** start Data for the task **

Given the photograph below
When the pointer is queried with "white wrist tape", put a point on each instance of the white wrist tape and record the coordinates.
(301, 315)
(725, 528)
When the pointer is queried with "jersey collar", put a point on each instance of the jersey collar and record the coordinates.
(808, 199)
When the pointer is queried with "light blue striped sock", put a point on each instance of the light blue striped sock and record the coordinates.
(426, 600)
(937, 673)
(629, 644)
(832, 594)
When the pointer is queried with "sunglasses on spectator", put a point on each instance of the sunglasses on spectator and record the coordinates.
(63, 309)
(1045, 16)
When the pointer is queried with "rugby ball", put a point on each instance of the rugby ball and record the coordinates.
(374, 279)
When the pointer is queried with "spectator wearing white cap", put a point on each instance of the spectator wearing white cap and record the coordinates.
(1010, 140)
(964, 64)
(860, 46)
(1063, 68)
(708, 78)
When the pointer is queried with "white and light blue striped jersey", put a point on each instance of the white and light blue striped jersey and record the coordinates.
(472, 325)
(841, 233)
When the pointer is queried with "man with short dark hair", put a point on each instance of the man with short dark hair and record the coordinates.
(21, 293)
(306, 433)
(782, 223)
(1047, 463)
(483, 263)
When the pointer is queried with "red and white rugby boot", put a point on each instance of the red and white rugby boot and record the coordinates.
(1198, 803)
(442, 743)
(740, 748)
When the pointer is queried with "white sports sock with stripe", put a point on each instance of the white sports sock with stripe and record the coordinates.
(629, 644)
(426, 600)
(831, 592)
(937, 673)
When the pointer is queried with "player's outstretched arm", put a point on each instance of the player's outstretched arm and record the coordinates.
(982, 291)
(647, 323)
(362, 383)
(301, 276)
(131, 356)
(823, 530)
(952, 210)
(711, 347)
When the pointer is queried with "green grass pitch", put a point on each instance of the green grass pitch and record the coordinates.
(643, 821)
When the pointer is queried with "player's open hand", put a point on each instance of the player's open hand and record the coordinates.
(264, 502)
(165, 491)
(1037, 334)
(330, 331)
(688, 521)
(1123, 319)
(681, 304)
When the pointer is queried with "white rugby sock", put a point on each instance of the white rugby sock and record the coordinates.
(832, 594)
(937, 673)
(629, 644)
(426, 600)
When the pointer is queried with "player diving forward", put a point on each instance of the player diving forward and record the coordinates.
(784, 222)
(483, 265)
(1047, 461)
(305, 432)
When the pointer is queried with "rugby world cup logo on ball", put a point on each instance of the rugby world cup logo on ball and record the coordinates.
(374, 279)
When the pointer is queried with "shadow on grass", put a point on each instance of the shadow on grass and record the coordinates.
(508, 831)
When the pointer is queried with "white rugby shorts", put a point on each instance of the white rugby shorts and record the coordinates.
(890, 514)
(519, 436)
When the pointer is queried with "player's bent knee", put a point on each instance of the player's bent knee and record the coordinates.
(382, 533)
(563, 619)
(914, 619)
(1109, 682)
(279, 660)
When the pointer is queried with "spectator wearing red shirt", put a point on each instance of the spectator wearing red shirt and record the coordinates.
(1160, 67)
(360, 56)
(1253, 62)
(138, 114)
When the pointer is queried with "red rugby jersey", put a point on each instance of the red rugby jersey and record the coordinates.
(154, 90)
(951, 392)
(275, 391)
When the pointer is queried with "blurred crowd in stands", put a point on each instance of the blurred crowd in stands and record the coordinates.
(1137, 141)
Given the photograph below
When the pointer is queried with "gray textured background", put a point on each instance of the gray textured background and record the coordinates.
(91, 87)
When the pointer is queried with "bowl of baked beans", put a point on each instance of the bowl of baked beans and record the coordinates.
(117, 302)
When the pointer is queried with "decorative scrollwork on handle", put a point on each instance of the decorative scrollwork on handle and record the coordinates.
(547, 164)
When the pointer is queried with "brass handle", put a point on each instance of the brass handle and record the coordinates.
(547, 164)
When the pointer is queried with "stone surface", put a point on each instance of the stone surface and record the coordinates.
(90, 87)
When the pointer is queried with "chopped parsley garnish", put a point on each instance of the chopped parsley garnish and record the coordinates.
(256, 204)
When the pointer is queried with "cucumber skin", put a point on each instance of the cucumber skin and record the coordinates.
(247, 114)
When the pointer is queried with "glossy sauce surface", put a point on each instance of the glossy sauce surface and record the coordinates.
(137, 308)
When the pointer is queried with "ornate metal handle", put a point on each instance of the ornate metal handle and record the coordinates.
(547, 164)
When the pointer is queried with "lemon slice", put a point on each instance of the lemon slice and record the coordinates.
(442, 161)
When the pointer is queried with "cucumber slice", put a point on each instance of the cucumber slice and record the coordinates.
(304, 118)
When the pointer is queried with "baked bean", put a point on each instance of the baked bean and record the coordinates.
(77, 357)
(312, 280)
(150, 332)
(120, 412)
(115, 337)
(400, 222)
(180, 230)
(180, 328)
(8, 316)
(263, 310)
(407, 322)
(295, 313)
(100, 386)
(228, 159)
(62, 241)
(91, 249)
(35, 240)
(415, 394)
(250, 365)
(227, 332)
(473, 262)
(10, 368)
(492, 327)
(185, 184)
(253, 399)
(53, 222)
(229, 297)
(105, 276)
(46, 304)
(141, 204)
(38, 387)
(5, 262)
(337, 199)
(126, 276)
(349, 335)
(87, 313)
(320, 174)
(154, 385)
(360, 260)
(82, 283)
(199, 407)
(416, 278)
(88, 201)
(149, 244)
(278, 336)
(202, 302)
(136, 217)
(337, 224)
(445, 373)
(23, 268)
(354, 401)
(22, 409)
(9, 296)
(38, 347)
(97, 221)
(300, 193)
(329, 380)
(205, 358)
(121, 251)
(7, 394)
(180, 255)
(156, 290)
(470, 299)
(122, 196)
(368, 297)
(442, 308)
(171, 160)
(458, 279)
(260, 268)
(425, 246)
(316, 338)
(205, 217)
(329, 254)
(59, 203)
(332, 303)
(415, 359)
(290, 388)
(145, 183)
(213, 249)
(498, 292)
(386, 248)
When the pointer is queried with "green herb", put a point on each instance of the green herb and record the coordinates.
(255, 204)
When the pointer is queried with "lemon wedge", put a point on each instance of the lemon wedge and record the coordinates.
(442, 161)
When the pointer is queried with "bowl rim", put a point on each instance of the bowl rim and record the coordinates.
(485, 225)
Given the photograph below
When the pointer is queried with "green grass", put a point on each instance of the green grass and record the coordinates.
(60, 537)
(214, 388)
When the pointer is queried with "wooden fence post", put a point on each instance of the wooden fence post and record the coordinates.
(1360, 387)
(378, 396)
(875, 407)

** end Data for the task **

**Exercise goal:** Repeat all the entries exactly as given.

**Correct response:**
Given the photograph below
When the pointer is queried with "white wrist tape", put a point on each instance of the white wrist tape and record the coordinates.
(301, 315)
(725, 528)
When the pointer is queried with "jersey collar", put a point on each instance of the jersey collar and record the coordinates.
(808, 199)
When the pointer is queried with "light blue striped sock", put a point on each instance of the light blue striped sock and record the coordinates.
(426, 600)
(937, 673)
(629, 644)
(832, 594)
When the pointer is queried with "sunglasses on spectator", put a point on each instance of the sunglasses on spectator and record the coordinates.
(63, 309)
(1045, 16)
When the pointer is queried with "rugby ball", put a point on each instance of the rugby ball and record the coordinates.
(374, 279)
When the pointer is queried with "spectator wearing white cap", put a point on each instance of the spectator wearing white cap and record the coordinates.
(1010, 140)
(964, 64)
(860, 46)
(1063, 68)
(708, 78)
When the pointer is queried with "white and light blue striped jersey", put a point on each instance of the white and light blue striped jersey and record the coordinates.
(472, 325)
(841, 233)
When the pointer is queried with "man with short dark hair", put a point on each instance of the man with short dark hair and record the coordinates.
(21, 293)
(306, 433)
(782, 223)
(1047, 463)
(483, 263)
When the pointer is queried with "red and white rugby boot", put a point on each instance of the red and white rugby boot and record the coordinates.
(1198, 803)
(442, 743)
(740, 748)
When the pointer is queried with "white sports sock with stripe", put a point on each instance of the white sports sock with stripe and record the coordinates.
(629, 644)
(426, 600)
(831, 592)
(937, 673)
When the pointer is queried with "player's outstretched arm", put a point on each instance of the player's outstretched arm and record the coordinates.
(982, 291)
(647, 323)
(362, 383)
(301, 276)
(131, 356)
(823, 530)
(952, 210)
(711, 347)
When the pointer is queried with "green grass pitch", put a point on each instance of the green grass pitch and record the coordinates.
(643, 821)
When the pointer is queried with "player's open hand", put a point on each instance of the player's open hand and record the coordinates.
(264, 502)
(165, 491)
(1037, 334)
(330, 331)
(688, 521)
(1123, 319)
(681, 304)
When the pointer is queried with "white rugby sock", put a point on each instance of the white rugby sock and record the coordinates.
(832, 594)
(937, 673)
(629, 644)
(426, 600)
When the pointer is queried with "player diving forward", put a point on each instance of the player diving forward and record the coordinates.
(784, 222)
(483, 265)
(1047, 461)
(305, 432)
When the pointer is queried with "rugby world cup logo on ball", put a point on each instance of the rugby world cup logo on ball and record the coordinates.
(374, 279)
When the pointer is queried with "shadow on grass", put a point on each instance of the shadow on grass and record the coordinates.
(508, 831)
When the pointer is queried with "white rugby shorts", put a point on each instance of the white rugby shorts and record the coordinates.
(890, 514)
(519, 436)
When the pointer is queried with "player's bent knee", put a point on each instance of the player's bent knee and record the coordinates.
(382, 533)
(563, 619)
(914, 619)
(1109, 682)
(279, 660)
When the pointer is queried with "spectator wearing red shirt", put a point on each instance of the spectator wearing red shirt and record the coordinates.
(1160, 67)
(360, 56)
(1253, 62)
(138, 114)
When the pointer is queried with "red rugby jersey", put a point on each instance of the red rugby jersey and record the coordinates.
(154, 90)
(951, 392)
(275, 391)
When the pointer is queried with "blurred crowd in stands", put a point on each instance of the blurred crowd in stands and record the coordinates.
(1137, 141)
Given the photograph below
When the pointer is queried with "gray textured background", put a point on each instance of the gray textured background and record the coordinates.
(91, 87)
When the pointer is queried with "bowl of baked beans", put a point on each instance of the bowl of baked beans and record the coordinates.
(117, 302)
When the pointer is queried with "decorative scrollwork on handle", put a point on each instance of the decorative scrollwork on handle and record the coordinates.
(547, 164)
When the pointer is queried with "brass handle", put a point on each instance of the brass handle and record the coordinates.
(547, 164)
When the pointer is queried with "stone surface", put a point on each instance of the stone surface and record the coordinates.
(90, 87)
When the pointer is queried with "chopped parsley garnish", put a point on each instance of the chopped parsley garnish and record the coordinates.
(256, 204)
When the pointer is queried with "cucumber skin", put a point on each instance of the cucumber skin and record the coordinates.
(247, 114)
When the pointer is queried with "glossy sauce surface", put a point on each instance of the glossy sauce surface and record the coordinates.
(137, 308)
When the pointer is queried with "ornate metal handle", put a point on each instance of the ornate metal handle and record the coordinates.
(547, 164)
When the pointer is queried with "lemon slice", put a point on each instance of the lemon slice and record the coordinates.
(442, 161)
When the pointer is queried with "cucumber slice", put a point on each instance of the cucumber slice and record the coordinates.
(304, 118)
When the pointer is queried with "baked bean", put a point on each instance of the baked bean and record the coordinates.
(77, 357)
(312, 280)
(150, 332)
(120, 412)
(115, 337)
(400, 222)
(180, 230)
(180, 328)
(8, 316)
(263, 310)
(407, 322)
(295, 313)
(100, 386)
(228, 159)
(62, 241)
(91, 249)
(35, 240)
(415, 394)
(250, 365)
(227, 332)
(473, 262)
(10, 368)
(492, 327)
(185, 184)
(253, 399)
(53, 222)
(229, 297)
(105, 276)
(46, 304)
(141, 204)
(38, 387)
(5, 262)
(337, 199)
(126, 276)
(349, 335)
(87, 313)
(320, 174)
(154, 385)
(360, 260)
(82, 283)
(199, 407)
(416, 278)
(88, 201)
(149, 244)
(278, 336)
(202, 302)
(136, 217)
(337, 224)
(445, 373)
(23, 268)
(354, 401)
(22, 409)
(9, 296)
(38, 347)
(97, 221)
(300, 193)
(329, 380)
(205, 358)
(121, 251)
(7, 394)
(180, 255)
(156, 290)
(470, 299)
(122, 196)
(368, 297)
(442, 308)
(171, 160)
(458, 279)
(260, 268)
(425, 246)
(316, 338)
(205, 217)
(329, 254)
(59, 203)
(332, 303)
(415, 359)
(290, 388)
(145, 183)
(213, 249)
(498, 292)
(386, 248)
When the pointer is queried with "green herb", put a point on each instance of the green herb and record the coordinates.
(255, 204)
When the pointer is queried with "lemon wedge", put a point on each instance of the lemon wedge and record the coordinates.
(442, 161)
When the pointer is queried with "bowl rim", put a point on each instance of the bowl rim and record the coordinates.
(485, 225)
Given the photograph below
When the pointer is queried with "green grass", put a point on each instance of the green grass and record the coordinates.
(60, 537)
(214, 388)
When the pointer is queried with "wooden fence post", put a point on each instance of the wooden fence post and record the coordinates.
(1360, 387)
(378, 396)
(875, 407)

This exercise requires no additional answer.